**Text passage:**
Every business works within a vision, a mission, and a strategic plan. Yet, towns and cities often fail to engage in this same strategic planning exercise so necessary for competitiveness in the private sector. After all, the power to tax somewhat reduces the immediacy of producing and selling a competitive product.
However, long term strategic planning is as necessary for local government as it is for private industry. Fortunately, towns in the region understand the need for long term comprehensive planning. The towns of Peru and Plattsburgh, Saranac Lake, and Rouses Point have all completed comprehensive plans in the past few years. Each of these towns faces many of the same opportunities and challenges. And all of these plans can act as a model for a larger, county-wide regional plan.
Such a plan must be motivated by a good grasp of some long-term economic forces. It does not hurt to be motivated also by some short-term economic challenges. In challenging times, stakeholders better accept the need for planning, change, and working together. The IDEA has been at the forefront in encouraging such discussions through its ongoing Vision 2040 workshops. These community discussions are beginning to bear fruit.
These comprehensive planning exercises can be state-of-the-art tools that inform a region of phenomena affecting it but also sweeping the nation. The baby boomers are aging, there are fewer workers following them, and there is a looming drop in our working age population. This observation has far-reaching implications on the need for regional competitiveness.
One way to visualize this phenomenon is through what economists and demographers call the population pyramid. The pyramid shows the number of members of our population by gender and age. Typically, this relationship appears like a triangle or a pyramid because most growing regions have a lot of young people and relatively few elderly people. However, this pyramid for Clinton County appeared more like a pot-bellied stove than a triangle by the year 2000:

Even by the year 2000, our population was aging with the rest of the nation. We had a baby-boom population that was moving through the demographic chart, creating the greatest bulge of individuals in their late thirties to early fifties. The region also had a bulge in the population in the age bracket 18-22 because two colleges are located in Clinton County.

**Exercise task:** Continue the passage on regional planning and Clinton County's aging population from the point where it stops. The lines that come after this passage have no part in the work.

**Data shown:**
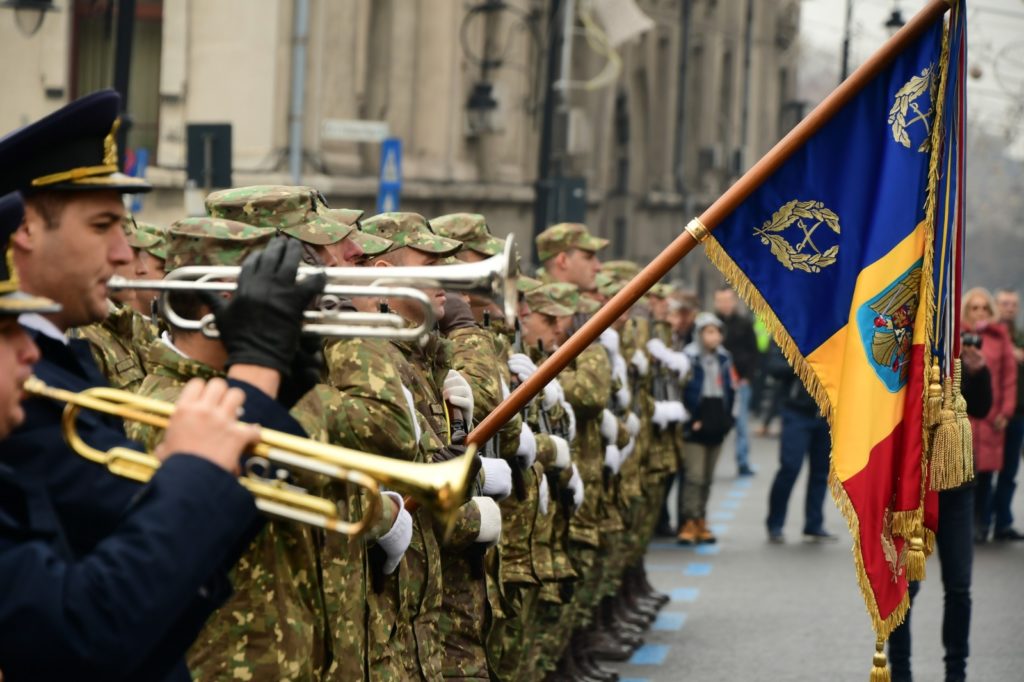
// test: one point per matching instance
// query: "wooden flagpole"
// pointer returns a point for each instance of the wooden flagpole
(697, 229)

**Output of the exercise:**
Such a bulge in the more experienced end of the working age population is a good thing for an economy. It ensures there is a strong number of people working, compared to those who are too young to work or have retired.
By the year 2030, though, we estimate a significant shift in the pyramid:

By 2035, the second largest population group in Clinton County will be in its fifties. If we exclude the college-age bulge, we see that there will be about as many people of retirement age or over fifty and preparing for retirement than there are those in the critical workforce years of 25 to 49.
This reality helped shape the recent Comprehensive Land Use Plan for the Towns of Plattsburgh and Peru. Made up of professors and planners, educators and economists, retirees and real estate experts, and many different professions in between, and representing the entire spectrum of political philosophies, these groups nonetheless coalesced around the need to create a healthy, livable and vibrant community that can successfully attract a new cohort of young families.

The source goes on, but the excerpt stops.